══ Extract provided
We use the translation.io service. You don't have to. You could instead create a stub locale file in the "config/locales" directory named LOCALE.yml. A decent way to start is:
cd config/locales
cp en.yml NEW_LOCALE.yml
Edit the top of the file to change "en:" to your locale name.
Now the hard part: actually translating. Edit the '.yml' (YAML) file to create the translations. As always, you need to conform to YAML syntax. For example, strings that end in a colon (":") must be escaped (e.g., by surrounding them with double-quotes). Keys are only in lower case and never use dash (they use underscore).
However, we find using a translation service to be easier.
At one time we suggested going to this page to get locale information for Rails built-ins, and including that: https://github.com/svenfuchs/rails-i18n/blob/master/rails/locale/ However, we now include the gem 'rails-i18n', and that provides the same kind of functionality while being easier to maintain.
At one time we had to create new static pages in "app/views/static_pages/" for new locales, but that is no longer needed.
To learn more about Rails and internationalization, please read the Rails Internationalization guide.
════
══ Information given
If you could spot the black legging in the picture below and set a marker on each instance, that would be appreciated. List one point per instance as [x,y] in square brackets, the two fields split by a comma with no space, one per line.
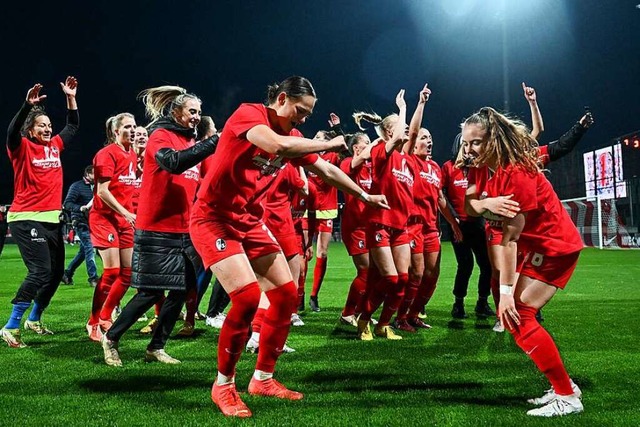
[474,242]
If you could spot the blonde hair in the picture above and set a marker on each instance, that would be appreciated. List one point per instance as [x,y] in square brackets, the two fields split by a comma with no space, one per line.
[162,100]
[509,141]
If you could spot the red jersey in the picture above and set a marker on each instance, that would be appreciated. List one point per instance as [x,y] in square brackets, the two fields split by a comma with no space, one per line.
[166,198]
[426,192]
[392,175]
[37,176]
[241,172]
[354,208]
[548,229]
[455,184]
[277,205]
[325,195]
[119,167]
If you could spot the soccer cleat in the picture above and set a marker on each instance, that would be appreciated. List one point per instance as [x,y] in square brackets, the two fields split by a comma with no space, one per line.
[159,355]
[272,388]
[418,323]
[110,348]
[403,325]
[12,338]
[483,310]
[216,321]
[151,326]
[559,406]
[95,333]
[364,331]
[227,399]
[349,320]
[550,394]
[313,303]
[187,330]
[386,332]
[296,320]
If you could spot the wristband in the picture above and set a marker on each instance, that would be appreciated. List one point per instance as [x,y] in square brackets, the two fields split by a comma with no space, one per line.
[364,196]
[506,289]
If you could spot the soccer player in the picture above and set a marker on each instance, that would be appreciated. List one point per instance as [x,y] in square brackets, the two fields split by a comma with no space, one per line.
[78,202]
[164,257]
[228,232]
[539,249]
[111,219]
[35,212]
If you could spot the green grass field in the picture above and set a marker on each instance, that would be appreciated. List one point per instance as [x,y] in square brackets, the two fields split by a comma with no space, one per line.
[458,373]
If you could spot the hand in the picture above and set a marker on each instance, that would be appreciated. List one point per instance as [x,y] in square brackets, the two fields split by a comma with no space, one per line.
[33,95]
[334,120]
[400,102]
[70,86]
[378,201]
[529,93]
[424,94]
[507,312]
[502,205]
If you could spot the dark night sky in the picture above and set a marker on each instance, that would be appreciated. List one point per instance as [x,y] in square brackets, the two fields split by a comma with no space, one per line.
[357,53]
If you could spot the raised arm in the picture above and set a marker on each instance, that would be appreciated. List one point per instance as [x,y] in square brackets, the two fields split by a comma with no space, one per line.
[536,115]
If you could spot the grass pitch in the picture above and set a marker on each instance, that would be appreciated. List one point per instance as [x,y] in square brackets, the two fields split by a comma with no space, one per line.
[458,373]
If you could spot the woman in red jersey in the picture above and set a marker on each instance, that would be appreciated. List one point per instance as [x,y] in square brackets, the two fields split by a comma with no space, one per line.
[353,229]
[393,173]
[228,232]
[423,226]
[111,219]
[163,256]
[34,216]
[539,249]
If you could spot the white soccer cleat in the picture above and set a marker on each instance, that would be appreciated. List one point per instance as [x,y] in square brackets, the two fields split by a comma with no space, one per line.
[550,394]
[558,407]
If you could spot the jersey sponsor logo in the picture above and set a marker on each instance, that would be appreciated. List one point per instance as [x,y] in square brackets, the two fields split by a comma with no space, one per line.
[269,166]
[51,159]
[403,174]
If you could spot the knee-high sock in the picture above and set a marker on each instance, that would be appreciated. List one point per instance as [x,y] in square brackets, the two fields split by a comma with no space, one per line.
[318,275]
[540,347]
[425,292]
[119,288]
[393,300]
[356,291]
[101,291]
[244,303]
[192,305]
[258,319]
[410,293]
[276,325]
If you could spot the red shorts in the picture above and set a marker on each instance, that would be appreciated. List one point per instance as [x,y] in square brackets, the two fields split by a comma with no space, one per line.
[216,240]
[110,232]
[553,270]
[380,236]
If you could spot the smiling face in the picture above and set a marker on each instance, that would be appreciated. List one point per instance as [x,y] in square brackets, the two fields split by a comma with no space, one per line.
[41,129]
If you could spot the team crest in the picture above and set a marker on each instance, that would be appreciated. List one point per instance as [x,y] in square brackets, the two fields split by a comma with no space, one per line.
[221,244]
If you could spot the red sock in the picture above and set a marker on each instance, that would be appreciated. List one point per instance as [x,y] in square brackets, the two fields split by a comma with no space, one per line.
[191,304]
[410,293]
[356,291]
[393,299]
[244,303]
[495,291]
[318,275]
[159,305]
[119,288]
[540,347]
[276,325]
[256,324]
[109,275]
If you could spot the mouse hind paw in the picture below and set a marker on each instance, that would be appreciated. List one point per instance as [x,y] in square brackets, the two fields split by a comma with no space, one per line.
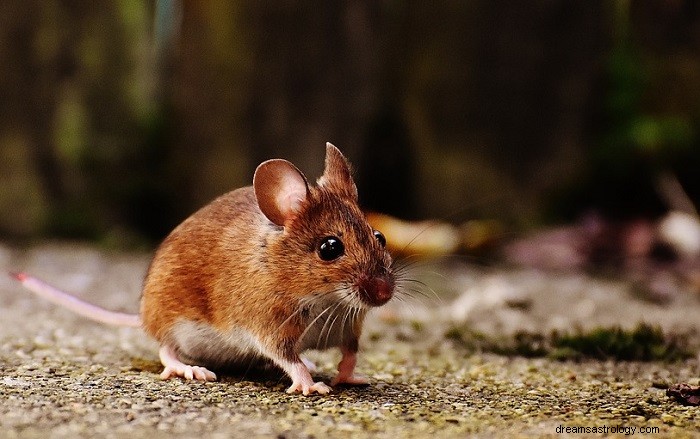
════
_Exercise tasks_:
• a. Recast the paragraph of the locale setup text that begins "Now the hard part" as a short bulleted list that keeps its main facts.
• b. Carry on the text about adding a new locale, picking up after its final sentence.
The records are separate material from the locale setup text.

_Results in order_:
• a.
- Translating is the hard part: edit the '.yml' (YAML) file to create the translations.
- Follow YAML syntax. For example, escape strings that end in a colon (":"), such as by surrounding them with double-quotes.
- Keys are lower case only and use underscores, never dashes.

• b.
Inside views you can use the 't' helper, e.g.,
<%= t('hello') %>
<%= t('.current_scope') %>
Inside other code (e.g., in a flash message), use I18n.t
:
I18n.t 'hello'
You can access 'I18n.locale' to see the current locale's value (this is a thread-local query, so this works fine when multiple threads are active).
We try to always refer to canonical URL forms. In some cases that can help search engine rankings, and in any case it's easier to understand. Rails' built-in "path" and "url" helpers add a trailing slash if it is at the root without locale (e.g., "https://x.com/"), but otherwise they do not add a trailing slash. We accept a locale setting in the query string, but we prefer to generate locales in the path (e.g., "https://x.com/en", not "https://x.com?locale=en").
The BadgeApp needs to authenticate itself through OAuth2 on GitHub if users are logging in with their GitHub accounts. It also needs to authenticate itself to get repo details from GitHub if a project is being hosted there. The app needs to be registered with GitHub[1] and its OAuth2 credentials stored as environment variables. The variable names of Oauth2 credentials are "GITHUB_KEY" and "GITHUB_SECRET". If running on heroku, set config variables by following instructions on [2].
If running locally, these variables need to be set up. We have set up a file '.env' at the top level which has stub values, formatted like this, so that it automatically starts up (note that these keys are not what we used for the deployed systems, for obvious reasons):
export GITHUB_KEY = '..VALUE..'
export GITHUB_SECRET = '..VALUE..'
You can instead provide the information this way if you want to temporarily override these:
GITHUB_KEY='client id' GITHUB_SECRET='client secret' rails s
where client id and client secret are registered OAuth2 credentials of the app.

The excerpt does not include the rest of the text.